> _STATED GOAL_
Copy out the material from the line with "Target: human ear" to the line with "308 247 L 310", both included, and keep the requests unchanged. Scale every coordinate in the answer outlines by 0.5, round it to a whole number with halves going up, and leave the pictures out.

## Begin

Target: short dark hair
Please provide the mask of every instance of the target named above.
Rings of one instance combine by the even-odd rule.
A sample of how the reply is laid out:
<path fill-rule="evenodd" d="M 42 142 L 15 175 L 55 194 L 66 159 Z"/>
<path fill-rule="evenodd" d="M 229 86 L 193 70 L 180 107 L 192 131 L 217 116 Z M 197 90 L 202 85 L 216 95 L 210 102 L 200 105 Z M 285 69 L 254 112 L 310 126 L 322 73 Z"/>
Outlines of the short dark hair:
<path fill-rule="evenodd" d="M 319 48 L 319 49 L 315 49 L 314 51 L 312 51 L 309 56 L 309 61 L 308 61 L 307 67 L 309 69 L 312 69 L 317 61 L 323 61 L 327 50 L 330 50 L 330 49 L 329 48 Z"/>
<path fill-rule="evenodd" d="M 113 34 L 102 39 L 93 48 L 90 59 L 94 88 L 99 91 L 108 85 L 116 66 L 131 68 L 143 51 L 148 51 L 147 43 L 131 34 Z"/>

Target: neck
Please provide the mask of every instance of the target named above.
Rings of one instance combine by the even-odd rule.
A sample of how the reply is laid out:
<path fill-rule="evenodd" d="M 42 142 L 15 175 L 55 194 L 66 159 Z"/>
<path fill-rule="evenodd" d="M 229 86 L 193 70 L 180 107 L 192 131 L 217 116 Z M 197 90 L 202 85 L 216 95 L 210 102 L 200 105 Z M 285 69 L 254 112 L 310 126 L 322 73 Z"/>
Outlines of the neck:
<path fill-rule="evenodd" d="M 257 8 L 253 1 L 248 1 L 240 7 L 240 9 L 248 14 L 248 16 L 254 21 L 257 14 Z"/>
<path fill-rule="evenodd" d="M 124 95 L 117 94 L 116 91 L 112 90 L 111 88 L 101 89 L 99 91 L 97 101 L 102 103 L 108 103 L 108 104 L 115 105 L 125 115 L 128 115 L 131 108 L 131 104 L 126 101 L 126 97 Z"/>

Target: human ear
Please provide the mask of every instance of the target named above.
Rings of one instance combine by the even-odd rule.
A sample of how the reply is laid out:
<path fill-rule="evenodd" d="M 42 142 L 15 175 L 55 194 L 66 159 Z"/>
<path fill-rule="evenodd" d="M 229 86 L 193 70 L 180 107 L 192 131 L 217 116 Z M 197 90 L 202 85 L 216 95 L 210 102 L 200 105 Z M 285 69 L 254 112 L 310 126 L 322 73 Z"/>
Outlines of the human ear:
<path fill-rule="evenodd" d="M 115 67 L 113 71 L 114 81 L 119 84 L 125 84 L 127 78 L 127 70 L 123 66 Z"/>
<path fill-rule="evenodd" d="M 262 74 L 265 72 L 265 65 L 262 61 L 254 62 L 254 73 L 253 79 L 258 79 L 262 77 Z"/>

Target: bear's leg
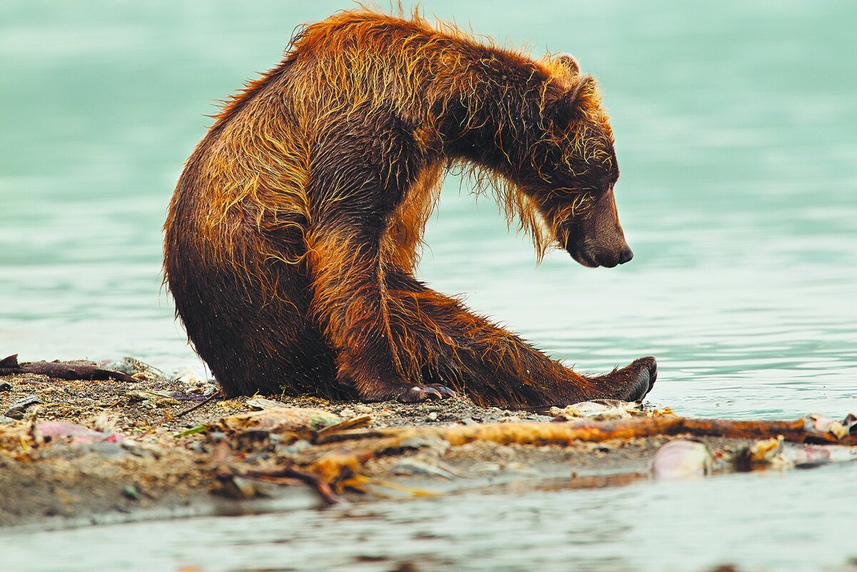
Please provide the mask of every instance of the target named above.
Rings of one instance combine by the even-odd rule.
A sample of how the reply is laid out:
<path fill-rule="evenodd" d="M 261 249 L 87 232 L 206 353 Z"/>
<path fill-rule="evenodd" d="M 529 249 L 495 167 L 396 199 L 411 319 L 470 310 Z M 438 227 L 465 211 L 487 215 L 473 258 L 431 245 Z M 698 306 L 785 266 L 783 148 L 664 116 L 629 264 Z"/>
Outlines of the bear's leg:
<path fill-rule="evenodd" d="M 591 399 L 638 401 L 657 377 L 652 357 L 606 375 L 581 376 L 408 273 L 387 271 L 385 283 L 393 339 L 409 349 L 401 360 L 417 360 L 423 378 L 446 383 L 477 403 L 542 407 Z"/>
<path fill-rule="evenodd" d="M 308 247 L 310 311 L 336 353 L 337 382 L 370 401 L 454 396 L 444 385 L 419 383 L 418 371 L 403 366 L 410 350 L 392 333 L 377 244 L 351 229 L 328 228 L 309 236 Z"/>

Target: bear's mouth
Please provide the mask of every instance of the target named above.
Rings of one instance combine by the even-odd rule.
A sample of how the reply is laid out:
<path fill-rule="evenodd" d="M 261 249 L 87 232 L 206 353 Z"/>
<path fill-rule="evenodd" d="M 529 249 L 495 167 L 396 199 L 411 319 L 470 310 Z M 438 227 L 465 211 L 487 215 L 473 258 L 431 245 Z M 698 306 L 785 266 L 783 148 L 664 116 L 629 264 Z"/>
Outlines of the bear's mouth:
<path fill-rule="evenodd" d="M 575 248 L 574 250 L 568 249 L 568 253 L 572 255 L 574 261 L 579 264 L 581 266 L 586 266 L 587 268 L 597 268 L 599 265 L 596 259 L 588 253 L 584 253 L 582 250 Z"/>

## End
## Begin

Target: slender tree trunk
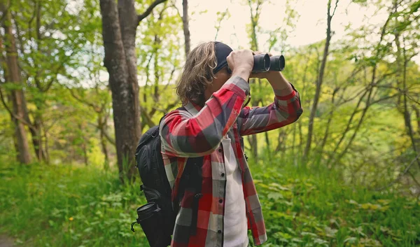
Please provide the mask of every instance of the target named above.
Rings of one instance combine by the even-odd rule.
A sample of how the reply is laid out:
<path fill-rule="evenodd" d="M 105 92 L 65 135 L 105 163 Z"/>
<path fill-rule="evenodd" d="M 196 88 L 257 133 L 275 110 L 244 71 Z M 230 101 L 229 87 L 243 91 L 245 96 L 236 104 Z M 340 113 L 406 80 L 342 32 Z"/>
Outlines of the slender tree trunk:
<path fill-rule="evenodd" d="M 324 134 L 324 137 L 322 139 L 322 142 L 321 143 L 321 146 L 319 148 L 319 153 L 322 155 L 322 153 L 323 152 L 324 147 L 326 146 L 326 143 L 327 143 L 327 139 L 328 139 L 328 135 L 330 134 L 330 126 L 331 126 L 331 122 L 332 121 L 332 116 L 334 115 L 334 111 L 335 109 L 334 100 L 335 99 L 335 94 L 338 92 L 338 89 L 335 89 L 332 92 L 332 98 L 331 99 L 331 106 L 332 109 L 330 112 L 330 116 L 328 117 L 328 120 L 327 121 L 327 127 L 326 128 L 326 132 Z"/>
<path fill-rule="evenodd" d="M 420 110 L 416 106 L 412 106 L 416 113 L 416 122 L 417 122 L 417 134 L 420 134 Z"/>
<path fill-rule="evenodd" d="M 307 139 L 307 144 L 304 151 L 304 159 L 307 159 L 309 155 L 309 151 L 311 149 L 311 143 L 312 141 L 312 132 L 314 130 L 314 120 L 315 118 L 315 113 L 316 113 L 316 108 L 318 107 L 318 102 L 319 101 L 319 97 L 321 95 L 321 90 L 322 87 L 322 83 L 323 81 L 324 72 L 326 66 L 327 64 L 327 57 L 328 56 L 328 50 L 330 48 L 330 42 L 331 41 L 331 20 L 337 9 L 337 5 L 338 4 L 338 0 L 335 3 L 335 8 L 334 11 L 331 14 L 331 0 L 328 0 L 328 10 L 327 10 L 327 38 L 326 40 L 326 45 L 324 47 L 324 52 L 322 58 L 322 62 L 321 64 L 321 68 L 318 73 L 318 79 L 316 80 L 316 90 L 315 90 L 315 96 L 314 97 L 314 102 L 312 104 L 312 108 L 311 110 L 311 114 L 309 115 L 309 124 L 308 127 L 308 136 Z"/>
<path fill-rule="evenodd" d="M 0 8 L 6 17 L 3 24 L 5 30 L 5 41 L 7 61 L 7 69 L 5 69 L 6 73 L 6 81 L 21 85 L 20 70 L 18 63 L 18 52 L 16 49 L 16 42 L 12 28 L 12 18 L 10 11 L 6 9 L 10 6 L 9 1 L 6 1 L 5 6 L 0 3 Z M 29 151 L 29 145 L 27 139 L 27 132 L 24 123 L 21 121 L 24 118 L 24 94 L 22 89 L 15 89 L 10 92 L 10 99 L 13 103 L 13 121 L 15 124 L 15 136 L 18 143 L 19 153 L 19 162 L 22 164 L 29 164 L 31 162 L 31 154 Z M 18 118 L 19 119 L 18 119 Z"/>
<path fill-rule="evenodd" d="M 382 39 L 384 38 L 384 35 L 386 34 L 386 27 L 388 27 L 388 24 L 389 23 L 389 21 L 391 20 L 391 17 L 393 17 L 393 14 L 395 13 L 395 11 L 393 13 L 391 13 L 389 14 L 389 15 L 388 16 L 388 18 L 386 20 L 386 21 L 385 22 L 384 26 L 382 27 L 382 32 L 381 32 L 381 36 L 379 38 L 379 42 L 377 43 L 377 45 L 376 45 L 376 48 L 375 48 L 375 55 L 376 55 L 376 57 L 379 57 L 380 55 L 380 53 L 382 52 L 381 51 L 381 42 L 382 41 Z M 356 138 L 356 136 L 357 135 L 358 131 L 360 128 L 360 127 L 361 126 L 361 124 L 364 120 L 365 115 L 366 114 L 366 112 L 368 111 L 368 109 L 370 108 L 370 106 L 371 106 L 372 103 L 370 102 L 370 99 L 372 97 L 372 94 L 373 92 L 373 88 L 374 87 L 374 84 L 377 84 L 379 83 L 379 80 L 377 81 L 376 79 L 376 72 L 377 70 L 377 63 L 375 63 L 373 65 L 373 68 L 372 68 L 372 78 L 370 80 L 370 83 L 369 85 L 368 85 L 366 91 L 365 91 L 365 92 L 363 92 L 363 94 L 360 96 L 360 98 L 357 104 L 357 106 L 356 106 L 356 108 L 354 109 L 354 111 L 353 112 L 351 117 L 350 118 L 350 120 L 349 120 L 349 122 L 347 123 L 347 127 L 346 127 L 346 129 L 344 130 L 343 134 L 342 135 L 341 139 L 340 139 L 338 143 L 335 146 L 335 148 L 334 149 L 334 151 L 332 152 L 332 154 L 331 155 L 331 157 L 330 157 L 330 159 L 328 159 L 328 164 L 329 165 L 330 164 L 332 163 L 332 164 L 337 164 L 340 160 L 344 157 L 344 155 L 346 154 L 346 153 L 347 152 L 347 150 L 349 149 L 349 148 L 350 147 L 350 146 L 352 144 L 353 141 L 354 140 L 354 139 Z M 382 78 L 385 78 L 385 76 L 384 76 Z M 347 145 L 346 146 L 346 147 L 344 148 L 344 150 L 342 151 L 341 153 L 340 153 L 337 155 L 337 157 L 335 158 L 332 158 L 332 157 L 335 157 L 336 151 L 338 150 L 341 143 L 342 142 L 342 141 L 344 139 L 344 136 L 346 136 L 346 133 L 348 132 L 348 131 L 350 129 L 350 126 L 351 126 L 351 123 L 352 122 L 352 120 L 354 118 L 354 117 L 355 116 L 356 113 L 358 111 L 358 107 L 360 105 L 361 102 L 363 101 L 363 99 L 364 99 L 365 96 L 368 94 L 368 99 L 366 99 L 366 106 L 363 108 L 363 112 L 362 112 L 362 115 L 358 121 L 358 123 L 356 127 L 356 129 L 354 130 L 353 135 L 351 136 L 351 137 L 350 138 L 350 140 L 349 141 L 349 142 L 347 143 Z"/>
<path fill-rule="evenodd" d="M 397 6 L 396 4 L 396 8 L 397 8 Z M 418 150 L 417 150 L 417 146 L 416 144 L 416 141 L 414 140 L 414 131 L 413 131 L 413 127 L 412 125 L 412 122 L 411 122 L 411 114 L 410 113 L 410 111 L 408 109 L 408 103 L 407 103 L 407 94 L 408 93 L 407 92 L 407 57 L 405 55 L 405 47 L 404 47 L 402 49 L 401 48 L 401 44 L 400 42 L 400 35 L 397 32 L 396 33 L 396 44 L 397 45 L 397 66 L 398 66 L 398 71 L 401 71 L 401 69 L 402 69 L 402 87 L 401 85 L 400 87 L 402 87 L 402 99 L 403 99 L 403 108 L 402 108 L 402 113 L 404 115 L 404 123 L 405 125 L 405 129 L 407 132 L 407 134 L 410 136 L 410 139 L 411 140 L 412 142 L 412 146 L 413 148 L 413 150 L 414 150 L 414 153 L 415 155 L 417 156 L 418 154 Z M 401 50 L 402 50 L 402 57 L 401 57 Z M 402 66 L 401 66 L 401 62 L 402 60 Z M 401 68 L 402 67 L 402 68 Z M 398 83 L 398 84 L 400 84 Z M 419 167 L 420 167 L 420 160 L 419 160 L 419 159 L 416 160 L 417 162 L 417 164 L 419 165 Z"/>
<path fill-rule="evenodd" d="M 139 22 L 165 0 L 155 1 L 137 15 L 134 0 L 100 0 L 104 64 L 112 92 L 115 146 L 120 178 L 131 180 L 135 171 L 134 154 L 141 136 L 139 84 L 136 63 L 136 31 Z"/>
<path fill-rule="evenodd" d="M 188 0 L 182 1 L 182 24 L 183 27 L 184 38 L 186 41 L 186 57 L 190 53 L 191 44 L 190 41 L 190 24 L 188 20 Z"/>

## End

> _RESPONSE TO THIS TASK_
Target: human ear
Please provide the mask of every instance of the target named above.
Rings of one instance combine by the even-odd rule.
A sample of how the reply is laid out:
<path fill-rule="evenodd" d="M 42 142 L 15 175 L 55 194 L 66 159 Z"/>
<path fill-rule="evenodd" d="M 229 86 L 193 70 L 180 107 L 192 131 L 217 116 Z M 197 90 L 202 85 L 216 95 L 210 102 L 200 105 Z M 285 69 L 254 112 L 310 126 L 322 73 Z"/>
Outlines of the human ear:
<path fill-rule="evenodd" d="M 58 34 L 57 36 L 57 41 L 60 42 L 63 42 L 64 39 L 64 35 L 62 33 Z"/>
<path fill-rule="evenodd" d="M 131 37 L 133 36 L 133 33 L 131 31 L 127 31 L 127 37 L 127 40 L 129 40 L 131 39 Z"/>

Target: bear's leg
Please provide the mask of every instance of the target named above.
Rings of one instance combine by the even-odd rule.
A sample of how the reply is laid out:
<path fill-rule="evenodd" d="M 261 249 L 87 232 L 206 353 Z"/>
<path fill-rule="evenodd" d="M 529 249 L 495 167 L 396 199 L 411 319 L 470 310 Z M 438 227 L 465 211 L 487 215 L 473 258 L 431 245 Z M 698 306 L 785 266 L 783 148 L 664 116 L 629 264 Z"/>
Outlines of the bear's leg:
<path fill-rule="evenodd" d="M 296 200 L 319 201 L 329 189 L 326 179 L 303 188 L 291 188 L 204 137 L 194 136 L 193 142 L 197 170 L 205 175 L 201 180 L 209 180 L 212 189 L 223 192 L 239 202 L 271 204 Z"/>
<path fill-rule="evenodd" d="M 154 124 L 155 156 L 168 177 L 169 191 L 185 201 L 227 198 L 222 193 L 210 192 L 209 186 L 202 183 L 205 175 L 196 167 L 189 122 L 176 115 L 164 114 L 155 118 Z"/>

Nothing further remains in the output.